__Given problem__
Rewrite the stretch from the start of the items through the line containing "--holes even-odd", swapping "rocky ground" for "loose gravel" and leaving everything else untouched.

__Provided information__
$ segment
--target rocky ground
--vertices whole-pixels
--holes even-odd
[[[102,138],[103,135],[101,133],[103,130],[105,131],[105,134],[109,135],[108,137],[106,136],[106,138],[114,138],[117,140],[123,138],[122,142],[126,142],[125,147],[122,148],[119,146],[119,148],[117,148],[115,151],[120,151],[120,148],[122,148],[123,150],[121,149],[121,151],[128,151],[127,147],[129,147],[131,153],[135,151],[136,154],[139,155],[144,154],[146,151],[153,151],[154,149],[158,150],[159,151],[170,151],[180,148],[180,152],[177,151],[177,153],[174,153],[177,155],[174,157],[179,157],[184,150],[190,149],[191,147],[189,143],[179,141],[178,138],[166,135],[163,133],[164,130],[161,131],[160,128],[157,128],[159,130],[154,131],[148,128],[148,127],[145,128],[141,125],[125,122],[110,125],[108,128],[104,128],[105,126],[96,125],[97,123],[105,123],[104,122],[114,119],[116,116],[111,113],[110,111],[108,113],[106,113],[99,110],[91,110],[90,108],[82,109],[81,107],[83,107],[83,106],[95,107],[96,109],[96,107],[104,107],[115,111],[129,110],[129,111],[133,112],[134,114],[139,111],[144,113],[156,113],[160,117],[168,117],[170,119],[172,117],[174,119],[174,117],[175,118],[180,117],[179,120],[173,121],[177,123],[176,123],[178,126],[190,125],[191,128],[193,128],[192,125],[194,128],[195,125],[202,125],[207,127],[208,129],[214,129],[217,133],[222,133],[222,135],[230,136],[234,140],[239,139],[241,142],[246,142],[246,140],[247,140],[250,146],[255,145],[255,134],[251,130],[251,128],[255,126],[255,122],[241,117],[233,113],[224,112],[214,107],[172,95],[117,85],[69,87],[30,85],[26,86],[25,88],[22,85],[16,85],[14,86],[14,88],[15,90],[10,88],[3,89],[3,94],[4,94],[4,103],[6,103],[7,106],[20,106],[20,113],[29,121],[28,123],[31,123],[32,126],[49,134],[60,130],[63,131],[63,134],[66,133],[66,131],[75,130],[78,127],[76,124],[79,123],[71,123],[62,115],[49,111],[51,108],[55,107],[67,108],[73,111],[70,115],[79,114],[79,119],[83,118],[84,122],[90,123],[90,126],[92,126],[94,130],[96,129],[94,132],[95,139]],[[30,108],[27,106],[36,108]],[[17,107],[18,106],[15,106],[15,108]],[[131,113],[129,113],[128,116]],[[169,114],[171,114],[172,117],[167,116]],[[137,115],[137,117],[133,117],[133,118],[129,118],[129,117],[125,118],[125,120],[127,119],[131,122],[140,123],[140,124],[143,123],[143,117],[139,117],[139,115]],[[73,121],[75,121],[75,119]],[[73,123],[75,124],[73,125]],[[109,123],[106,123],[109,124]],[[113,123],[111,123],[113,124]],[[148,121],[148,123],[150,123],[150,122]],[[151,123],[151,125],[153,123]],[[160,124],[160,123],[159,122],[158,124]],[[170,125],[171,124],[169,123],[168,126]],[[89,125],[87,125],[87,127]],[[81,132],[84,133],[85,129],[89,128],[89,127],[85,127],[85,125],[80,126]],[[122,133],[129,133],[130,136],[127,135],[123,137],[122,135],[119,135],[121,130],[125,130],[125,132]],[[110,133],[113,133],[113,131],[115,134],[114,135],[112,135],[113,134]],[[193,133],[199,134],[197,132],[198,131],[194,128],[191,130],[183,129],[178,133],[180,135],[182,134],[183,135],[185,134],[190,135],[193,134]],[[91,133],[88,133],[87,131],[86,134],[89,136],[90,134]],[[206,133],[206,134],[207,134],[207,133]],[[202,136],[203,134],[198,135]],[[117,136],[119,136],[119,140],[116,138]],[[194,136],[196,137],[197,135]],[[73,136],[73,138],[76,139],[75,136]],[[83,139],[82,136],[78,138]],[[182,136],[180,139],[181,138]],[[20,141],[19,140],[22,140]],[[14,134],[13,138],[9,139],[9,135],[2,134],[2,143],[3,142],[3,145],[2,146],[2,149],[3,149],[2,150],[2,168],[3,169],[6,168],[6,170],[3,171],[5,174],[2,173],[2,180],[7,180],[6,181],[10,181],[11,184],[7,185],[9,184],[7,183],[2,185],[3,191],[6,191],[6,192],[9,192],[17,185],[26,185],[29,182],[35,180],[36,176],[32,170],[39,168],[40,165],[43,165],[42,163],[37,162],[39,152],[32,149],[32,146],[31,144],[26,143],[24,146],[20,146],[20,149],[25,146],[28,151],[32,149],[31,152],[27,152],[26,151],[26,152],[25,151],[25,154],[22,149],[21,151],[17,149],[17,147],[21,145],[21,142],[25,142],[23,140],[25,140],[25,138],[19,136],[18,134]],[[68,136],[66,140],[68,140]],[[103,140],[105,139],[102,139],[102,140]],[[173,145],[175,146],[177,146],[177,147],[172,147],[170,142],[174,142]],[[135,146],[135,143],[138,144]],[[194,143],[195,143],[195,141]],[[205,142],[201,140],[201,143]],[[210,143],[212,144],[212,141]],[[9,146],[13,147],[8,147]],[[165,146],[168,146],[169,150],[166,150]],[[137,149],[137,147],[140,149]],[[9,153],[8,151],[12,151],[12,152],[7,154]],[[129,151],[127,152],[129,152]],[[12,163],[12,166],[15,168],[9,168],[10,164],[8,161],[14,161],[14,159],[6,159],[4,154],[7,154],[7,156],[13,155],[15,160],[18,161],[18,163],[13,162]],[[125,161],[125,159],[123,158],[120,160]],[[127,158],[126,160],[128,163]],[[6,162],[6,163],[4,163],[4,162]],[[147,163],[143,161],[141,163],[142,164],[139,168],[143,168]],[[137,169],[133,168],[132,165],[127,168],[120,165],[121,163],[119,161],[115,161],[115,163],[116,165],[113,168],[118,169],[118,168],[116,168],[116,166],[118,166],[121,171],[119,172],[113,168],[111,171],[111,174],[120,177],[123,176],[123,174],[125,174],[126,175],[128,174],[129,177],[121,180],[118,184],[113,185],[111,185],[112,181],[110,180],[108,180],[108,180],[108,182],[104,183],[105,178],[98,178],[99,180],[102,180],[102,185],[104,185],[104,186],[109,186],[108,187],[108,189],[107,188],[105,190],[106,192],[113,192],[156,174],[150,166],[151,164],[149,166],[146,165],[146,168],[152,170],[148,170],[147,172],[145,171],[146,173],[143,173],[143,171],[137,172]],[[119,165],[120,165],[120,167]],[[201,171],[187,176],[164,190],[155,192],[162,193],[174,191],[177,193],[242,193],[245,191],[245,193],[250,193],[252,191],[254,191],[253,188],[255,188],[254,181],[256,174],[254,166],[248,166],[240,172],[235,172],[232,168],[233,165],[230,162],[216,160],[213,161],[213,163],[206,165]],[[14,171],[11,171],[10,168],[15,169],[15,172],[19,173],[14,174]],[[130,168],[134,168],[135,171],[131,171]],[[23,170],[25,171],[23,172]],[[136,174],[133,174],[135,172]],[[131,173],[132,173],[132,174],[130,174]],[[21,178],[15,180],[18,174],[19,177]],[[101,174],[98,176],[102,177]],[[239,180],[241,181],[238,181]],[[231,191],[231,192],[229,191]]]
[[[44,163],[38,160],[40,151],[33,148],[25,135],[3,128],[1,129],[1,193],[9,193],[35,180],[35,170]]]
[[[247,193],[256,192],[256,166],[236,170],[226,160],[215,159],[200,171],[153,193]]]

__Exercise output__
$ segment
--target loose gravel
--vertices whole-pixels
--holes even-odd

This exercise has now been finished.